What you have to do = Turn the lines from the first one down through the line containing "157 157 L 166" into a numbered list. Skip any blank lines and leave the pictures out.

________________

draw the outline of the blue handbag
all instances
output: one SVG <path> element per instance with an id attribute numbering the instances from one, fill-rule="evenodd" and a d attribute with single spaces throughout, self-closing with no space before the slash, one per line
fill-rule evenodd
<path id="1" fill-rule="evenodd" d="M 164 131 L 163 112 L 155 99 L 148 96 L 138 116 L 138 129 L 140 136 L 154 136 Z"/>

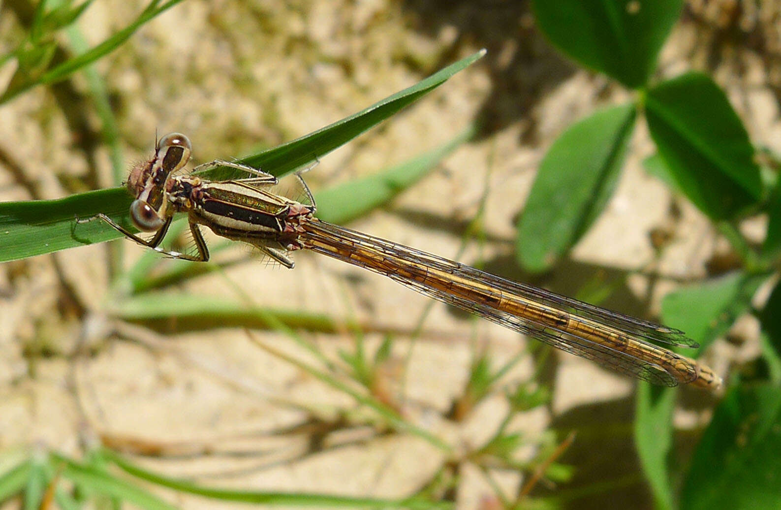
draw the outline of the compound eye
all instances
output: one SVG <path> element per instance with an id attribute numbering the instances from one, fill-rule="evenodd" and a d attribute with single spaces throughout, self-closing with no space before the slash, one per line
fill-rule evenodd
<path id="1" fill-rule="evenodd" d="M 165 223 L 152 205 L 137 199 L 130 204 L 130 219 L 136 228 L 142 232 L 159 230 Z"/>
<path id="2" fill-rule="evenodd" d="M 157 157 L 166 175 L 178 170 L 190 159 L 193 146 L 181 133 L 169 133 L 157 142 Z"/>

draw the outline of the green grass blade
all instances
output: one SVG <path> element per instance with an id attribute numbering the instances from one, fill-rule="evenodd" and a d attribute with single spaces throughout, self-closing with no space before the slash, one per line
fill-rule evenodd
<path id="1" fill-rule="evenodd" d="M 437 88 L 458 71 L 473 63 L 486 54 L 480 50 L 470 56 L 451 64 L 448 67 L 419 81 L 415 85 L 374 103 L 358 113 L 345 117 L 333 124 L 317 130 L 272 149 L 242 159 L 241 162 L 281 177 L 328 154 L 348 141 L 374 127 L 402 108 L 415 102 Z M 211 179 L 229 178 L 234 171 L 216 169 L 205 173 Z"/>
<path id="2" fill-rule="evenodd" d="M 135 34 L 136 30 L 152 18 L 162 12 L 173 7 L 182 0 L 169 0 L 162 5 L 158 7 L 159 0 L 155 0 L 147 6 L 144 12 L 135 19 L 130 25 L 119 30 L 116 34 L 100 43 L 92 49 L 85 52 L 77 56 L 70 59 L 54 69 L 44 73 L 41 77 L 31 81 L 23 82 L 18 86 L 5 91 L 2 96 L 0 96 L 0 105 L 16 97 L 19 94 L 42 84 L 53 84 L 65 80 L 69 76 L 79 70 L 84 66 L 87 66 L 95 62 L 101 57 L 108 55 L 111 52 L 119 48 L 123 42 L 127 41 L 130 36 Z"/>
<path id="3" fill-rule="evenodd" d="M 123 457 L 110 450 L 104 449 L 102 451 L 102 453 L 120 469 L 134 476 L 180 492 L 198 494 L 205 498 L 218 499 L 223 501 L 252 503 L 255 505 L 328 506 L 333 508 L 383 507 L 388 508 L 421 509 L 452 508 L 450 503 L 436 503 L 419 498 L 394 500 L 295 492 L 263 492 L 209 488 L 201 487 L 190 481 L 169 478 L 152 473 L 129 462 Z"/>
<path id="4" fill-rule="evenodd" d="M 101 221 L 75 219 L 104 212 L 132 228 L 131 198 L 123 188 L 88 191 L 59 200 L 0 203 L 0 262 L 122 237 Z"/>
<path id="5" fill-rule="evenodd" d="M 152 12 L 159 9 L 162 7 Z M 478 52 L 355 115 L 242 161 L 277 176 L 298 168 L 388 118 L 484 54 L 484 51 Z M 221 169 L 215 169 L 205 175 L 222 178 L 218 175 Z M 88 218 L 103 212 L 120 225 L 132 229 L 127 210 L 130 202 L 124 190 L 112 188 L 59 200 L 0 203 L 0 262 L 121 237 L 122 234 L 102 222 L 77 225 L 73 219 L 77 216 Z"/>
<path id="6" fill-rule="evenodd" d="M 148 510 L 177 510 L 177 507 L 129 481 L 112 476 L 100 469 L 74 462 L 62 455 L 52 454 L 52 458 L 62 465 L 61 473 L 63 478 L 73 481 L 77 485 L 84 486 L 91 493 L 127 501 Z"/>

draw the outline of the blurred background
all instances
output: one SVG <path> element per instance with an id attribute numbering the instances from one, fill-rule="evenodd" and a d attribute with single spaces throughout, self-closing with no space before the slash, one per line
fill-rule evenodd
<path id="1" fill-rule="evenodd" d="M 89 5 L 53 37 L 52 58 L 95 46 L 146 6 Z M 27 37 L 36 7 L 0 4 L 4 55 Z M 777 2 L 685 2 L 654 79 L 710 75 L 754 144 L 781 152 L 779 13 Z M 665 293 L 736 267 L 708 218 L 644 169 L 654 152 L 644 124 L 573 248 L 541 273 L 519 264 L 519 218 L 546 151 L 633 95 L 558 52 L 528 2 L 185 0 L 88 71 L 0 105 L 0 199 L 116 186 L 170 131 L 190 137 L 196 162 L 257 152 L 482 48 L 484 58 L 307 174 L 316 194 L 474 127 L 351 228 L 643 318 L 658 317 Z M 17 67 L 3 62 L 0 88 Z M 765 225 L 741 228 L 761 239 Z M 193 269 L 117 241 L 0 265 L 0 449 L 80 459 L 101 445 L 205 486 L 400 507 L 412 494 L 463 508 L 654 505 L 634 446 L 635 382 L 314 254 L 295 254 L 294 270 L 241 246 L 216 259 Z M 234 302 L 260 312 L 220 308 Z M 753 358 L 758 329 L 738 319 L 705 362 L 726 374 Z M 671 419 L 679 463 L 718 398 L 682 391 Z M 181 508 L 241 505 L 139 483 Z"/>

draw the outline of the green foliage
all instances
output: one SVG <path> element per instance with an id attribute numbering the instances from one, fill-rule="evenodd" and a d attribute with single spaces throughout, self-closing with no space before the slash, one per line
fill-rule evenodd
<path id="1" fill-rule="evenodd" d="M 248 165 L 262 167 L 276 176 L 284 175 L 327 154 L 380 123 L 441 85 L 453 74 L 483 55 L 484 52 L 478 52 L 358 113 L 293 141 L 248 156 L 241 161 Z M 463 138 L 459 138 L 451 144 L 462 141 Z M 452 150 L 452 144 L 446 145 L 430 155 L 389 170 L 380 179 L 384 179 L 388 183 L 398 180 L 395 187 L 395 191 L 398 192 L 399 184 L 411 184 L 415 181 L 415 178 L 410 178 L 411 176 L 414 177 L 415 175 L 426 171 L 435 159 L 444 157 L 448 152 Z M 230 177 L 224 175 L 223 170 L 223 169 L 218 168 L 205 173 L 206 177 L 212 178 Z M 342 189 L 332 194 L 332 206 L 335 206 L 333 202 L 339 202 L 333 198 L 344 197 L 345 192 L 353 191 Z M 356 210 L 366 212 L 376 207 L 394 194 L 394 193 L 387 191 L 368 194 L 358 197 L 358 200 L 354 200 L 355 197 L 351 196 L 350 201 L 354 201 L 354 205 L 346 216 L 355 214 Z M 3 245 L 0 252 L 0 262 L 117 239 L 122 234 L 103 222 L 77 224 L 75 219 L 89 218 L 103 212 L 120 225 L 134 230 L 130 222 L 128 211 L 130 202 L 131 198 L 125 190 L 113 188 L 75 194 L 60 200 L 3 202 L 0 204 L 0 239 L 2 240 Z M 327 202 L 326 198 L 326 206 Z M 345 213 L 337 209 L 332 216 L 344 214 Z"/>
<path id="2" fill-rule="evenodd" d="M 651 88 L 648 128 L 672 180 L 713 219 L 759 200 L 759 167 L 746 129 L 708 77 L 690 73 Z"/>
<path id="3" fill-rule="evenodd" d="M 637 387 L 634 437 L 643 471 L 653 490 L 658 508 L 672 508 L 672 489 L 668 465 L 672 446 L 672 411 L 676 388 L 660 388 L 642 383 Z"/>
<path id="4" fill-rule="evenodd" d="M 548 269 L 604 209 L 634 118 L 631 105 L 597 112 L 570 127 L 548 150 L 518 224 L 517 251 L 524 268 Z"/>
<path id="5" fill-rule="evenodd" d="M 55 50 L 55 43 L 51 40 L 53 32 L 73 23 L 89 6 L 90 2 L 83 2 L 73 9 L 70 8 L 72 2 L 66 2 L 51 12 L 45 11 L 46 2 L 41 2 L 30 37 L 23 41 L 12 54 L 16 57 L 19 67 L 11 78 L 8 88 L 0 96 L 0 105 L 37 85 L 52 84 L 65 80 L 73 73 L 113 52 L 142 25 L 181 1 L 169 0 L 161 5 L 159 0 L 153 0 L 125 28 L 95 48 L 52 66 L 50 64 L 52 63 L 52 57 Z"/>
<path id="6" fill-rule="evenodd" d="M 644 162 L 646 169 L 719 222 L 716 229 L 740 257 L 741 269 L 681 288 L 662 302 L 664 322 L 697 341 L 701 348 L 695 354 L 699 355 L 724 334 L 736 317 L 753 311 L 754 292 L 777 272 L 781 255 L 781 186 L 777 177 L 765 183 L 761 180 L 755 150 L 746 129 L 726 94 L 709 77 L 688 73 L 651 82 L 659 49 L 683 3 L 680 0 L 537 0 L 533 8 L 540 30 L 565 55 L 638 90 L 636 105 L 645 114 L 658 150 L 657 155 Z M 577 242 L 593 221 L 593 215 L 609 198 L 612 187 L 595 189 L 595 180 L 587 173 L 584 179 L 580 178 L 584 168 L 609 168 L 612 164 L 616 168 L 609 168 L 610 180 L 615 179 L 621 159 L 608 163 L 602 157 L 601 162 L 599 155 L 589 154 L 589 148 L 619 148 L 626 143 L 632 127 L 619 122 L 621 109 L 630 111 L 629 106 L 614 109 L 613 129 L 584 129 L 594 122 L 596 116 L 592 116 L 565 131 L 549 149 L 519 226 L 519 259 L 527 269 L 548 269 Z M 633 120 L 633 114 L 627 122 Z M 621 128 L 615 129 L 619 126 Z M 582 189 L 572 189 L 579 187 Z M 580 224 L 578 212 L 582 215 Z M 736 223 L 748 215 L 763 212 L 769 216 L 769 224 L 761 251 L 758 251 L 744 237 Z M 758 312 L 763 328 L 762 356 L 772 380 L 781 376 L 778 375 L 781 373 L 778 287 L 764 311 Z M 698 447 L 679 498 L 682 508 L 770 508 L 777 506 L 781 498 L 777 469 L 769 467 L 772 455 L 767 453 L 773 448 L 781 451 L 776 444 L 777 434 L 768 432 L 773 430 L 771 423 L 775 423 L 776 431 L 779 429 L 777 402 L 771 398 L 769 386 L 746 387 L 740 378 L 732 383 Z M 679 475 L 673 472 L 669 455 L 673 434 L 672 410 L 678 393 L 640 385 L 637 395 L 637 450 L 656 505 L 663 508 L 676 508 L 679 499 L 672 480 Z M 752 415 L 754 420 L 758 416 L 762 417 L 760 421 L 767 419 L 760 424 L 751 421 Z M 761 452 L 748 446 L 753 444 L 754 431 L 769 440 Z M 737 442 L 745 448 L 738 448 Z M 748 487 L 746 491 L 744 486 Z"/>
<path id="7" fill-rule="evenodd" d="M 734 386 L 716 408 L 694 452 L 680 508 L 778 508 L 779 451 L 778 386 Z"/>
<path id="8" fill-rule="evenodd" d="M 644 87 L 683 0 L 535 0 L 537 24 L 576 62 L 629 88 Z"/>

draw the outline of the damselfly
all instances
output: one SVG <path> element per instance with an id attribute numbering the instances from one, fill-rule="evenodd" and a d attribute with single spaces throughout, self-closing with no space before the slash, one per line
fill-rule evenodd
<path id="1" fill-rule="evenodd" d="M 177 175 L 192 146 L 178 133 L 163 137 L 155 154 L 136 166 L 127 188 L 135 197 L 130 217 L 145 240 L 109 216 L 101 219 L 133 241 L 174 259 L 209 260 L 198 226 L 258 247 L 288 267 L 286 252 L 308 249 L 385 275 L 434 299 L 529 335 L 546 344 L 654 384 L 682 383 L 715 389 L 721 378 L 710 368 L 654 344 L 696 348 L 685 333 L 480 271 L 442 257 L 319 219 L 315 201 L 297 173 L 309 204 L 276 194 L 271 174 L 216 160 L 201 166 L 232 166 L 249 177 L 212 181 Z M 187 212 L 197 255 L 159 247 L 173 215 Z"/>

________________

Task answer =
1. draw the outline of the blue handbag
2. all instances
3. output: one SVG <path> element per instance with an id attribute numbering the instances from one, fill-rule="evenodd" and a d attribute with single spaces throughout, self-closing with no space before the slash, one per line
4. fill-rule evenodd
5. <path id="1" fill-rule="evenodd" d="M 164 131 L 163 112 L 155 99 L 148 96 L 138 116 L 138 129 L 140 136 L 154 136 Z"/>
6. draw the outline of the compound eye
7. all instances
8. output: one SVG <path> element per instance with an id attribute numbering the instances from one, fill-rule="evenodd" and a d attribute with single spaces throughout, self-closing with no space before the slash, one per line
9. fill-rule evenodd
10. <path id="1" fill-rule="evenodd" d="M 165 223 L 152 205 L 137 199 L 130 204 L 130 219 L 136 228 L 142 232 L 159 230 Z"/>
11. <path id="2" fill-rule="evenodd" d="M 157 157 L 166 175 L 178 170 L 190 159 L 193 146 L 181 133 L 169 133 L 157 142 Z"/>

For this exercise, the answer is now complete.